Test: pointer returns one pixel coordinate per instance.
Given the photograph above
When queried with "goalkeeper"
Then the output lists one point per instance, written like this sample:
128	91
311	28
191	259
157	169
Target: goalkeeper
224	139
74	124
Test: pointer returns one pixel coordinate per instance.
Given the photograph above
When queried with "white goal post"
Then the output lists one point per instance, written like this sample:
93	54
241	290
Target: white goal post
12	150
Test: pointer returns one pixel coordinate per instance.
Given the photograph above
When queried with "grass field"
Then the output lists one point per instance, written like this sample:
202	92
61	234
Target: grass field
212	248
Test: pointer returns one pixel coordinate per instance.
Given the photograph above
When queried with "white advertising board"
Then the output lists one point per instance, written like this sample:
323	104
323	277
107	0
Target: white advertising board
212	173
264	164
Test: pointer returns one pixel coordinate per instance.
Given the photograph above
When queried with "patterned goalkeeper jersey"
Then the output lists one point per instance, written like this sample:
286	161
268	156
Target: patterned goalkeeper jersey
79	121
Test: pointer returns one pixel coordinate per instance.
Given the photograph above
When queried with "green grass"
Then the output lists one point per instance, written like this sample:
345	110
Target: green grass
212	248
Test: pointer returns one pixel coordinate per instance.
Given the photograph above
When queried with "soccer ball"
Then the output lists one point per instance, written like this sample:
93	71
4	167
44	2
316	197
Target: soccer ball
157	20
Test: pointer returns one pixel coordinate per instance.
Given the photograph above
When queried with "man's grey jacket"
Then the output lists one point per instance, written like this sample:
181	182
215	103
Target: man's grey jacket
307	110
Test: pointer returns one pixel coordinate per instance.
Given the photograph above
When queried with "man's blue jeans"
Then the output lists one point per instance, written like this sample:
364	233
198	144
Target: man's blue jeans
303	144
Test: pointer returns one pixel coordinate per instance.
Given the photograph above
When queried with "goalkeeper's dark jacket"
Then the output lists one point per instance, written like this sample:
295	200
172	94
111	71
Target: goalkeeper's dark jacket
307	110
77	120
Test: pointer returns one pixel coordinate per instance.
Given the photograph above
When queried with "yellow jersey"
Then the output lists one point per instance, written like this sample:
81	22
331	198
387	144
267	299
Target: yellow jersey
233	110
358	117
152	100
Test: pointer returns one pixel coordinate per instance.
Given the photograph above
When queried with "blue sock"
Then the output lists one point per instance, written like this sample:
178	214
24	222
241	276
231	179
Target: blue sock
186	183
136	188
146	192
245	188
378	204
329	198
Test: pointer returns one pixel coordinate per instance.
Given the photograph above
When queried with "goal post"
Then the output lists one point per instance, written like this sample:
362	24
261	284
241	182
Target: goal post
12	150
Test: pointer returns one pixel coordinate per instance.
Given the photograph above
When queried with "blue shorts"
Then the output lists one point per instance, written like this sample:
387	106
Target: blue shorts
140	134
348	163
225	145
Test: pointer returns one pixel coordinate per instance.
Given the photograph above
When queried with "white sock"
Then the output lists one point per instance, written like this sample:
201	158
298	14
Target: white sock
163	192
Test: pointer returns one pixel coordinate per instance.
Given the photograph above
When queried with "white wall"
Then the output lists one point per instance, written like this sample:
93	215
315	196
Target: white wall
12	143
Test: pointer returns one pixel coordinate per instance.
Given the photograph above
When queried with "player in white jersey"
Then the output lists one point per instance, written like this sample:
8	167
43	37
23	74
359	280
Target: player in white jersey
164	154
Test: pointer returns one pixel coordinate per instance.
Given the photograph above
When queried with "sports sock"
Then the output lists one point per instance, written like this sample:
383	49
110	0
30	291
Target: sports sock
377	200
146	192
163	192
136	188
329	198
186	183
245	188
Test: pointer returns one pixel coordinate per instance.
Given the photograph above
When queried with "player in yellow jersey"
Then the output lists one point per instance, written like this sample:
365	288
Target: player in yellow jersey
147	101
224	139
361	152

BRIEF: List every line of the entries above that contains the string "green". Case counts.

THE OUTPUT:
When queried with "green grass"
Target: green grass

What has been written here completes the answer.